[Records from a dataset]
· · ·
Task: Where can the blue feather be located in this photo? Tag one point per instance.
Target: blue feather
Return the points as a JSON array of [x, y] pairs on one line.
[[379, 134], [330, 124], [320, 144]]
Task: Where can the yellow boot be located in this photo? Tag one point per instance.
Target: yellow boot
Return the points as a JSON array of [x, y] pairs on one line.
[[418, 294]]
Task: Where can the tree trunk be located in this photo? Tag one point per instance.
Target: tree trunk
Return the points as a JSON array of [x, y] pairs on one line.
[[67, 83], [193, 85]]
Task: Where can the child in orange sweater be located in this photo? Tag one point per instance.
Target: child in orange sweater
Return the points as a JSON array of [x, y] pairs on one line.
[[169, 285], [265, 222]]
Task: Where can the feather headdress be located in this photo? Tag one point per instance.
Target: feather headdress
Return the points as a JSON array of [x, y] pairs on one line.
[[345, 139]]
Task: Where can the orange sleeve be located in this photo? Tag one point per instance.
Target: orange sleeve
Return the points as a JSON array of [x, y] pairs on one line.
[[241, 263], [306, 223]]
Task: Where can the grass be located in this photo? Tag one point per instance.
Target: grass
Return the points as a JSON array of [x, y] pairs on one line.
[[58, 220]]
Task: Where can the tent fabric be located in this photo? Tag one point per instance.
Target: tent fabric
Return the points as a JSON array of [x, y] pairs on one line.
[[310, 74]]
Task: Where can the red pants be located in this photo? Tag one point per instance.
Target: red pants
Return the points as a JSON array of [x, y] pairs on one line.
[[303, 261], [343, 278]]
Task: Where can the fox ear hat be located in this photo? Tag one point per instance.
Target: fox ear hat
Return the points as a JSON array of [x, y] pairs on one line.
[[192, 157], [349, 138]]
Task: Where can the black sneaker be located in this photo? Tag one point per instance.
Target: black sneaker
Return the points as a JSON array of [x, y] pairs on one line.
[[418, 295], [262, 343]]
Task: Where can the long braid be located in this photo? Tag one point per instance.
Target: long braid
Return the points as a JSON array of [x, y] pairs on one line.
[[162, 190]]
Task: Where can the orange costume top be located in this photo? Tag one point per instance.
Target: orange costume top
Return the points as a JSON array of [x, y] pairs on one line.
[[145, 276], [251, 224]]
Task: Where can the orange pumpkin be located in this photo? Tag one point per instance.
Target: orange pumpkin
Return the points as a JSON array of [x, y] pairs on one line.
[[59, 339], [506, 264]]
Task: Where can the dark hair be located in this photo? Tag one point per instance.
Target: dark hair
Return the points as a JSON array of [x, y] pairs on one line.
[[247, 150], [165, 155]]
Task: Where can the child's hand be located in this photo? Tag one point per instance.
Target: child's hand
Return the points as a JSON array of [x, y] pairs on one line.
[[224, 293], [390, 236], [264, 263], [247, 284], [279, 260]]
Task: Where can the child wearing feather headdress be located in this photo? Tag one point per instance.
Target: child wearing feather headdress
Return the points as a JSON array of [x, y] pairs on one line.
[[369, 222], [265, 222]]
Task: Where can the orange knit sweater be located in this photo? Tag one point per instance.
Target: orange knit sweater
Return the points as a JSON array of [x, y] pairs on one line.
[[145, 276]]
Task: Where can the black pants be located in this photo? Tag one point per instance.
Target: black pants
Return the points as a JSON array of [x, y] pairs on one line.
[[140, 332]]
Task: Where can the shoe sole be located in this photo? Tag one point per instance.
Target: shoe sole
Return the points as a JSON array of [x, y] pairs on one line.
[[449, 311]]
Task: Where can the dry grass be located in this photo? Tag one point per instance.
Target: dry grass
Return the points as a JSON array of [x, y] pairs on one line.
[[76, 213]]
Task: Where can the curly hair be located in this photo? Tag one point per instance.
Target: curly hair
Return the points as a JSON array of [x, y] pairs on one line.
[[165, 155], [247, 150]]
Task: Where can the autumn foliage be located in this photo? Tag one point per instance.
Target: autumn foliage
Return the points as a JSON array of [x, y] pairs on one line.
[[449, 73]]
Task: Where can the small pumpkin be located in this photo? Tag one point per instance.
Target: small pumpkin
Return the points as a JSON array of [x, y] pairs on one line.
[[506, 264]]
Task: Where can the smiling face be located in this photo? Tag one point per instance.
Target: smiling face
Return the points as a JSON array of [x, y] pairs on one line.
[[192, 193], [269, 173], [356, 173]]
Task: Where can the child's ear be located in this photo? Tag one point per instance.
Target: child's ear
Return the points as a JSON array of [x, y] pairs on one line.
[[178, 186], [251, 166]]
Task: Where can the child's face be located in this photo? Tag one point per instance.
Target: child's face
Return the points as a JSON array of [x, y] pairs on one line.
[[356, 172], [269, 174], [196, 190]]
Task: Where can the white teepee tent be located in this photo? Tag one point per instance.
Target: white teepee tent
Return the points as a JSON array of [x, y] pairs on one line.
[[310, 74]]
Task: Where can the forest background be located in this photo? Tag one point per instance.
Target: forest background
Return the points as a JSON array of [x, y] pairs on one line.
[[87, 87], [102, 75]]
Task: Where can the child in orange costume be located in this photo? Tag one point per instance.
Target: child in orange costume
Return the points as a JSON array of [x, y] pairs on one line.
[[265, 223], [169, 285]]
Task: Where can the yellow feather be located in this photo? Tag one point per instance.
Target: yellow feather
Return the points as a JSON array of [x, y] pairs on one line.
· · ·
Print every one of the entries above verbatim, reproducing each line without alteration.

Task: Where can the blue feather be located in this photo? Tag one point per instance.
Target: blue feather
Return the points as a JSON array of [x, y] pairs on one line.
[[379, 134], [330, 124], [320, 144]]
Task: Where can the yellow boot be located in this photo? Tag one point per instance.
Target: yellow boot
Return the points as a JSON array of [x, y] pairs on one line.
[[418, 294]]
Task: Where can the tree trunk be located in this photo? Tag one point per instance.
Target: tree trunk
Return the points as a JSON array of [x, y] pairs on one line.
[[67, 83], [193, 85]]
Task: Where can the child in orange sweater be located in this photo? Tag one point per instance.
Target: child in orange sweater
Return the points as a JSON array of [x, y] pairs on one line.
[[169, 285], [265, 222]]
Task: Where can the feather headdress be located in this photo? Tag one point per instance.
Target: feather headdress
Return the points as a JSON array of [x, y] pairs on one line.
[[345, 139]]
Task: Where can the orange sleeve be located in this photo? Tag one point per instance.
Target: orange sleeve
Return the points as a JSON array of [x, y] pairs on one line.
[[241, 263], [306, 223]]
Task: Where can the grass be located in this photo? Tag one point per instance.
Target: grass
Return the points as a JSON array of [x, y] pairs on one line.
[[58, 220]]
Task: Where can the tent fabric be located in this photo? Tag one point per instance.
Target: tent fabric
Return the points as a JSON array of [x, y] pairs on one line.
[[310, 74]]
Task: Where can the red pants be located in this photo? Tag one point per instance.
Target: red pants
Return the points as a JSON array of [x, y] pairs on one line.
[[303, 261], [343, 278]]
Task: Where can the fox ear hat be located in this photo? Tag one point per instance.
Target: fox ear hat
Return the points as a JSON array of [x, y] pairs on one line.
[[192, 157], [349, 138]]
Task: Where can the black sneaker be located in this photo? Tag one point per instance.
Target: black sneaker
Return the points as a JSON array of [x, y] pairs on one line.
[[418, 295], [262, 343]]
Task: Where can the long braid be located in this photo? Tag one point per instance.
Target: long braid
Return the points as a JSON array of [x, y] pairs on one line.
[[162, 190]]
Task: Where can the orange costume top be located in this photo? Tag one point per instance.
Target: orange costume top
Return the points as a JSON array of [x, y] pairs on one line.
[[145, 276], [251, 224]]
Task: Where can the orange pumpkin be located in this photo? Tag one point per instance.
Target: orange pumpkin
Return the points as a JSON array of [x, y] pairs on one line.
[[59, 339], [506, 264]]
Task: Where can the dark hair be located in this photo? Tag one point per instance.
Target: dark hair
Return the points as a JSON array of [x, y] pairs on one line.
[[247, 150], [165, 155]]
Task: Where can the child's hand be located in this photo? Tag one point per instance.
Target: child's hand
Return the points as a JSON array of [x, y] pairs on one line.
[[224, 293], [390, 236], [264, 263], [247, 284], [279, 260]]
Task: Where can the child wearing feather headdress be located in this photo? Tag one point per instance.
Target: child wearing feather headdress
Return the points as a JSON array of [x, y] pairs on one line.
[[369, 222], [265, 222]]
Task: Where can the orange knit sweater be located in this photo? Tag one point per instance.
Target: orange knit sweater
Return the points as a JSON array of [x, y] pairs on one line.
[[145, 276]]
Task: Where can the black pants be located in this photo? Tag one point per instance.
Target: black pants
Return the points as a JSON array of [x, y] pairs on one line.
[[140, 332]]
Task: Where can the shoe sole be located in this photo? Tag one point per instance.
Target: shoe sole
Return the points as a JSON array of [x, y] pairs on one line.
[[449, 311]]
Task: Where can the dry grass be located in this photo? Tag one point per instance.
Target: dry grass
Return the points as a JSON array of [x, y] pairs on one line.
[[76, 213]]
Task: Where can the curly hair be located in this photo? Tag one point per instance.
Target: curly hair
Return the points as a JSON array of [x, y] pairs on one line.
[[165, 155], [247, 150]]
Task: Where can the autumn foliage be located in this photo? Tag one point per instance.
Target: autumn foliage
Return the points as a JSON array of [x, y] pairs on one line.
[[449, 73]]
Task: Where can the small pumpkin be located in this photo? Tag one point per instance.
Target: small pumpkin
Return the points as a JSON array of [x, y] pairs on one line.
[[506, 264]]
Task: Where can the smiling face be located in this photo? Tag one point per instance.
Target: smiling face
Return the points as a JSON array of [x, y] pairs on one line.
[[192, 193], [269, 173], [356, 173]]
Task: Where can the child's ear be located in this photo? Tag one point per instance.
Target: child's ear
Return the points as a JSON array of [x, y] pairs on one line.
[[178, 186], [251, 166]]
Task: Where can the child's face be located in this photo? Tag one point per instance.
Target: child's face
Return the points as a JSON array of [x, y] pairs on one line.
[[356, 172], [269, 174], [196, 190]]
Task: Where can the white teepee tent be located in this photo? Tag one point per instance.
Target: white teepee tent
Return the points as a JSON array of [x, y] pairs on one line.
[[310, 74]]
Task: Where can the forest background be located in this photo? Tag one point per instance.
Target: forest background
Return the points as a JSON array of [x, y] pairs on one line.
[[87, 87], [102, 75]]
Task: Where can the child in orange costume be located in this photo? Tag one point per instance.
Target: child in orange costume
Return the points as a JSON array of [x, y] pairs on one line.
[[265, 223], [169, 285]]
Task: Where can the yellow feather be located in this photo? Tag one point per instance.
Target: yellow feather
Return the points as a JSON array of [x, y] pairs on one line.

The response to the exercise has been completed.